SET TASK:
Edit the records below so that every "Thanks in advance!" becomes "Much appreciated!", and leave everything else as it is.

MATERIAL:
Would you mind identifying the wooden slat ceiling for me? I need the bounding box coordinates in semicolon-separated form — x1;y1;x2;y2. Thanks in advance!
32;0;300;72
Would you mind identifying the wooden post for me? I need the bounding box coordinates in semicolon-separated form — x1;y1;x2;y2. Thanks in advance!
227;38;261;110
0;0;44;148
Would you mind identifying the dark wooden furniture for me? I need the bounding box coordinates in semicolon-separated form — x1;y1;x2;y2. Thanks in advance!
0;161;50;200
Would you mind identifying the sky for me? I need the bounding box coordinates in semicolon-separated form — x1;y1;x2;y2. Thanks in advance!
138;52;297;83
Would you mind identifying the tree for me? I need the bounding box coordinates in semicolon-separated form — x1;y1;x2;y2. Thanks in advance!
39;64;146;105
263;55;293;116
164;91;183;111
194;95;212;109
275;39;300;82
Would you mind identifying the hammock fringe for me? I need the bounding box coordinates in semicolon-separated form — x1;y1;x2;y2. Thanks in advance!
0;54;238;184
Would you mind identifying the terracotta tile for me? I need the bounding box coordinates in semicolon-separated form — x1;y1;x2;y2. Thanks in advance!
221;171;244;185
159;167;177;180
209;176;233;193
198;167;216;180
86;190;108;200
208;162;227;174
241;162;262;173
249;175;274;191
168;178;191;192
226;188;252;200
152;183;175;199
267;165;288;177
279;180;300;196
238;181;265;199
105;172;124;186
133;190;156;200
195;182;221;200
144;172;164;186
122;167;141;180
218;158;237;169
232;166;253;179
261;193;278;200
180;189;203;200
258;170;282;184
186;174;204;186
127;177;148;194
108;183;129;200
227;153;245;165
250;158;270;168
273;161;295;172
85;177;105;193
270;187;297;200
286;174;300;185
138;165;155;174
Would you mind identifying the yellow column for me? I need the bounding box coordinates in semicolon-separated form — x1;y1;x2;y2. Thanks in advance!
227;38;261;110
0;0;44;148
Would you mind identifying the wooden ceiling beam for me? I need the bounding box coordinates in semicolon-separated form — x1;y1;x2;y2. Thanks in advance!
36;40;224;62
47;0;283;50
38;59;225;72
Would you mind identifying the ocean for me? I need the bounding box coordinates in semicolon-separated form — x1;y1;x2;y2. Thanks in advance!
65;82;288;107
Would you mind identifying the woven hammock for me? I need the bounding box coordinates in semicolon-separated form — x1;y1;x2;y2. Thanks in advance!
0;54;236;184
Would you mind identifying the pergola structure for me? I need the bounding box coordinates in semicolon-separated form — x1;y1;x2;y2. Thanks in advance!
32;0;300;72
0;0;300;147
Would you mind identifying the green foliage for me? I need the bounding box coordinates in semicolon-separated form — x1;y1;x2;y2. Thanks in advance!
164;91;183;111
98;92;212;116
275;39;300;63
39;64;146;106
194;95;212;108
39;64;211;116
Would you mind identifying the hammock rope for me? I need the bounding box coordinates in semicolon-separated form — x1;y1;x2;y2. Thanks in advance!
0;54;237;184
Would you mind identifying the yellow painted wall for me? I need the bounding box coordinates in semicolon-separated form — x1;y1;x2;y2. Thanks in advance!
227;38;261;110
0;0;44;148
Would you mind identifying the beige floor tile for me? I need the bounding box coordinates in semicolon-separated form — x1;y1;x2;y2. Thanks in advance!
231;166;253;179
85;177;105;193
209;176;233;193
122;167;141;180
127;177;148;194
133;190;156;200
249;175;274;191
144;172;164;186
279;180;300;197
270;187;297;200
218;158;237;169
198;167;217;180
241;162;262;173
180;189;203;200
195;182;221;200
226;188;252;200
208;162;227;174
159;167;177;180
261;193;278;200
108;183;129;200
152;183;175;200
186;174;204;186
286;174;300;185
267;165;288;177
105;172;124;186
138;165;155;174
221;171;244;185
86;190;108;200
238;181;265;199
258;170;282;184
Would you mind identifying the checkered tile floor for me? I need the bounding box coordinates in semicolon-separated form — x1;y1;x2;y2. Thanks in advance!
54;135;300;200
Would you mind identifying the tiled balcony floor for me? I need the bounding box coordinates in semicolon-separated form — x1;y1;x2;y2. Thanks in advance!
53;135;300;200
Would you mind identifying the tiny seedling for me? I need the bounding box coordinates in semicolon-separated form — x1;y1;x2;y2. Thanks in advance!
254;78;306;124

RESULT OF THE TASK:
Would you mind identifying the wooden slat ceiling for me? I need the bounding box coordinates in semicolon-separated form — x1;y1;x2;y2. Much appreciated!
32;0;300;72
Would you mind identifying the wooden post for me? I need the bounding box coordinates in semicolon-separated form — x1;y1;x2;y2. Much appreciated!
227;38;261;110
0;0;44;148
Would you mind identifying the dark wooden furniture for me? I need the bounding box coordinates in semicolon-separated form — x1;y1;x2;y2. Much appreciated!
0;161;50;200
Would you mind identifying the sky for me? I need the bounding box coordinates in semicolon-separated form — x1;y1;x2;y2. Much appreciated!
138;52;297;83
Would you mind identifying the tree for me? I need the bounding box coordinates in semicolon-separated form — x1;y1;x2;y2. Much appreciated!
39;64;146;105
263;55;293;116
164;91;183;111
194;95;212;109
275;39;300;82
Would you mind identifying the hammock fringe for me? I need the bounding box coordinates in semicolon-separated form — x1;y1;x2;y2. Much appreciated!
0;54;238;184
Would you mind identifying the terracotta tile for me? I need the bounding box coordinates in semicolon-separated form — x1;y1;x2;y2. Much appreciated!
221;171;244;185
159;167;177;180
209;176;233;193
198;167;216;180
86;190;108;200
208;162;227;174
241;162;262;173
249;175;274;191
168;178;191;192
226;188;252;200
152;183;175;199
267;165;288;177
279;180;300;196
238;181;265;199
105;172;124;186
133;190;156;200
195;182;221;200
144;172;164;186
122;167;141;180
218;158;237;169
232;166;253;179
261;193;278;200
180;189;203;200
258;170;282;184
186;174;204;186
127;177;148;194
108;183;129;200
227;153;245;165
250;158;270;168
273;161;295;172
85;177;105;193
270;187;297;200
286;174;300;185
138;165;155;174
Would you mind identifying the yellow column for me? I need the bounding box coordinates in semicolon-separated form — x1;y1;x2;y2. Much appreciated!
227;38;261;110
0;0;44;148
Would you mind identifying the wooden ceiling beam for me? I need the bounding box coordinates in semicolon-separated form — x1;y1;x2;y2. Much appreciated!
36;40;224;62
47;0;283;50
38;59;225;72
Would you mind identifying the ocean for me? I need the bounding box coordinates in semicolon-separated form — x1;y1;x2;y2. Much appreciated!
65;82;288;107
Would you mind identifying the woven hammock for me? I need the bounding box coordinates in semicolon-separated form — x1;y1;x2;y2. Much appreciated!
0;54;236;184
Would you mind identifying the pergola structure for me? I need the bounding box coordinates in semicolon-separated form — x1;y1;x2;y2. Much appreciated!
32;0;300;72
0;0;300;147
Would you mind identifying the green foliage for me? I need the bounding box coordinates in semicolon-separated form — x1;y1;x2;y2. Much appreciated!
164;91;183;111
98;92;212;116
275;39;300;63
39;64;146;106
194;95;212;108
39;64;211;116
Would you mind identifying the hammock rope for me? I need the bounding box coordinates in semicolon-separated form — x1;y1;x2;y2. Much appreciated!
0;54;237;184
Would you mind identifying the yellow painted wall for me? I need the bounding box coordinates in semicolon-separated form — x1;y1;x2;y2. Much appreciated!
227;38;261;110
0;0;44;148
Would you mind identifying the beige floor tile for me? I need the bounding box coordinates in semicolon-separated form — x1;y1;x2;y2. Much appreciated!
231;166;253;179
85;177;105;193
209;176;233;193
122;167;141;180
127;177;148;194
133;190;156;200
249;175;274;191
144;172;164;186
279;180;300;197
270;187;297;200
218;158;237;169
198;167;217;180
241;162;262;173
180;189;203;200
195;182;221;200
226;188;252;200
208;162;227;174
159;167;177;180
261;193;278;200
108;183;129;200
152;183;175;200
186;174;204;186
286;174;300;185
267;165;288;177
105;172;124;186
138;165;155;174
221;171;244;185
86;190;108;200
238;181;265;199
258;170;282;184
Would you mind identifying the checkered tile floor for me? I need the bounding box coordinates in semicolon-separated form — x1;y1;x2;y2. Much appreciated!
54;135;300;200
Would you mind identifying the tiled balcony floor for me? I need the bounding box coordinates in semicolon-separated form — x1;y1;x2;y2. Much appreciated!
53;135;300;200
Would you mind identifying the tiny seedling for me? I need the bounding box coordinates in semicolon-separated form — x1;y1;x2;y2. Much appreciated!
254;78;306;124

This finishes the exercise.